■ **Written problem**
Return all the entries exactly, keeping pictures out.

■ **Dataset extract**
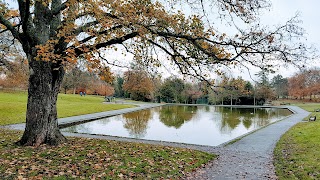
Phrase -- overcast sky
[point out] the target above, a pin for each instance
(280, 12)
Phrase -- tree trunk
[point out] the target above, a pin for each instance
(41, 117)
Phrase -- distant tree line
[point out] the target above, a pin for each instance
(138, 84)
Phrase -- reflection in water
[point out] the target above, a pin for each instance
(137, 122)
(176, 115)
(204, 125)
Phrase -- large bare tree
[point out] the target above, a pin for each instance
(54, 33)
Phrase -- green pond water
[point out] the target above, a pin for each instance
(202, 125)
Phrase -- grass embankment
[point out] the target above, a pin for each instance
(297, 154)
(13, 106)
(93, 158)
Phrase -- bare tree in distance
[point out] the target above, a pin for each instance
(54, 33)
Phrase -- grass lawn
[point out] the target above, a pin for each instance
(297, 154)
(93, 158)
(13, 106)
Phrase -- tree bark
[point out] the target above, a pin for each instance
(41, 117)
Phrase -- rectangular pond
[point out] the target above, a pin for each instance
(201, 125)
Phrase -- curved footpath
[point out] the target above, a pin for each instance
(251, 157)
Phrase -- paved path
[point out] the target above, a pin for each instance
(252, 156)
(249, 158)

■ **Answer to the problem**
Phrase -- overcast sky
[point out] the target above, a pin for each instance
(280, 12)
Phrase -- tree trunk
[point out] the target above, a pin for each instance
(41, 117)
Phrase -- distant tree line
[point out] the target above, a pin for each instance
(138, 84)
Phrase -- reflection in water
[point out] the target above, a pin for each instance
(137, 122)
(176, 115)
(204, 125)
Phrase -- large bare tree
[point out] the target above, a pin for each instance
(54, 33)
Phrase -- green pond water
[point out] the target above, a pin for each instance
(202, 125)
Phrase -- grass embankment
[point out] the target above, a pin for each instance
(297, 154)
(13, 106)
(93, 158)
Phrase -- bare tree in distance
[point out] the target above, a pin for each instance
(54, 33)
Phrase -- grass lawn
[point out] the target above, a pin for each instance
(297, 154)
(93, 158)
(13, 106)
Phrase -- tree bark
[point out] the target above, a pin for each instance
(41, 117)
Phrase -- rectangular pond
[point out] the target above, a pin for each instance
(201, 125)
Phrase -- curved footpath
[point out] the target above, a pin for each instance
(251, 157)
Phrase -- paved path
[point out] the target above, a pin for each instance
(252, 156)
(249, 158)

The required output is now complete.